# 実行する指示
AI翻訳サービスについてのインタビュー本文を、一字一句変えずに全文書き写してもらえますか。

# 本文
━━━━━━

AI翻訳サービス「ヤラクゼン」を運営する八楽株式会社社長の坂西優さん=本人提供

人工知能(AI)を活用した翻訳システムが、世界的にビジネスの現場にも普及しつつあります。積極的に導入している欧州に比べ、日本では慎重な企業が少なくないのはなぜか。日本発のAI翻訳ウェブサービス「ヤラクゼン」を運営し、オランダを拠点に活動する坂西優さんに聞きました。(聞き手・玉川透)

ーーAI翻訳サービス「ヤラクゼン」の特徴を教えてください。

ヤラクゼンが提供するAI翻訳サービスは、いわゆる「CATツール」と呼ばれるものです。CATとは、Computer Assisted Translationの略です。

具体的には、プロの翻訳者の仕事をAI翻訳で支援し、編集やデータ管理を容易にするシステムを提供しています。

ーーGoogle翻訳やDeepL(ディープエル)など、一般の方が利用する翻訳エンジンとは異なり、「プロ向け」のイメージですね。

最近では、多くの企業などでプレスリリースやマニュアル、資料作成にAI翻訳を活用するケースが増えています。しかし、AI翻訳された文章を単にコピー&ペーストして使用している企業はまずありません。

━━━━━━

# 提供データ
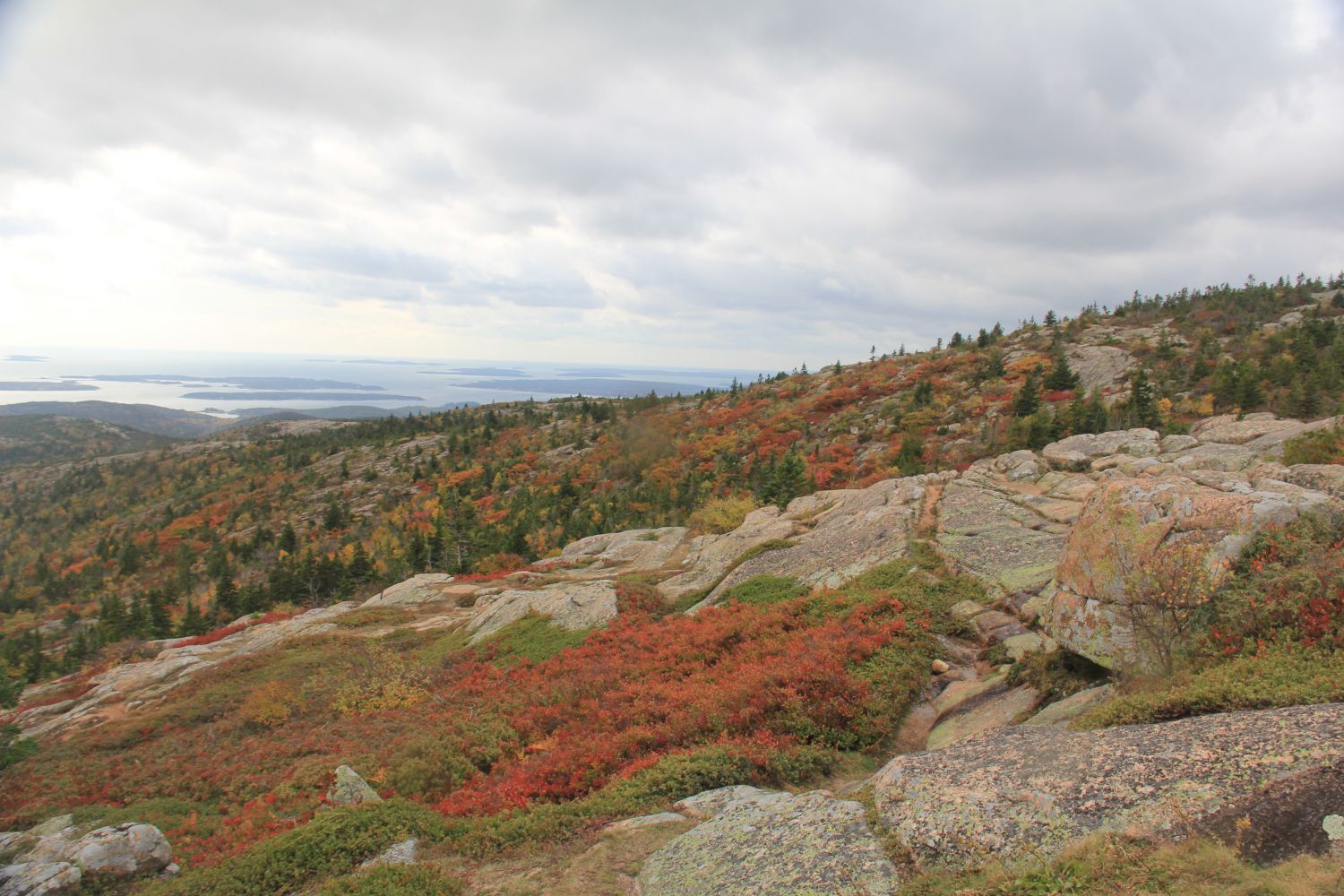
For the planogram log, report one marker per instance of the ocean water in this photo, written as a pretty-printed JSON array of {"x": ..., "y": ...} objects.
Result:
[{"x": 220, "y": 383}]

━━━━━━

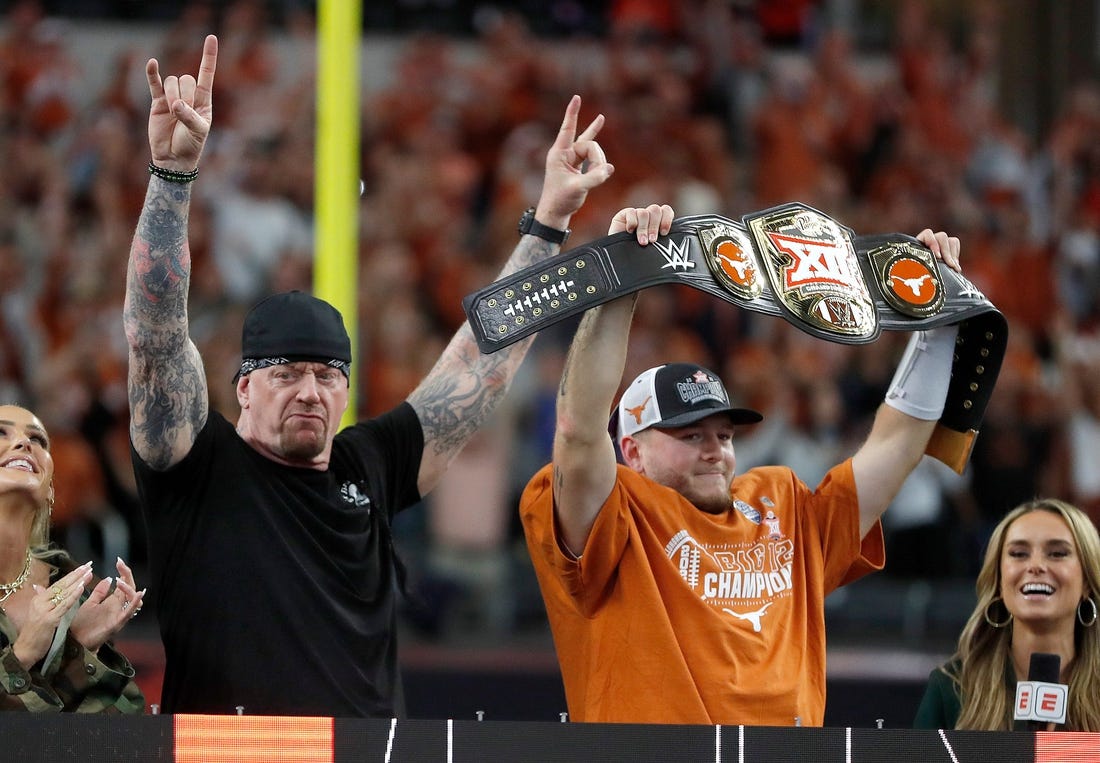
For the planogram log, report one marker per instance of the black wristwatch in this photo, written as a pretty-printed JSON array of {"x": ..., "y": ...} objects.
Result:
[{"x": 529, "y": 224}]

━━━━━━

# 問題の解答
AI翻訳サービス「ヤラクゼン」を運営する八楽株式会社社長の坂西優さん=本人提供

人工知能(AI)を活用した翻訳システムが、世界的にビジネスの現場にも普及しつつあります。積極的に導入している欧州に比べ、日本では慎重な企業が少なくないのはなぜか。日本発のAI翻訳ウェブサービス「ヤラクゼン」を運営し、オランダを拠点に活動する坂西優さんに聞きました。(聞き手・玉川透)

ーーAI翻訳サービス「ヤラクゼン」の特徴を教えてください。

ヤラクゼンが提供するAI翻訳サービスは、いわゆる「CATツール」と呼ばれるものです。CATとは、Computer Assisted Translationの略です。

具体的には、プロの翻訳者の仕事をAI翻訳で支援し、編集やデータ管理を容易にするシステムを提供しています。

ーーGoogle翻訳やDeepL(ディープエル)など、一般の方が利用する翻訳エンジンとは異なり、「プロ向け」のイメージですね。

最近では、多くの企業などでプレスリリースやマニュアル、資料作成にAI翻訳を活用するケースが増えています。しかし、AI翻訳された文章を単にコピー&ペーストして使用している企業はまずありません。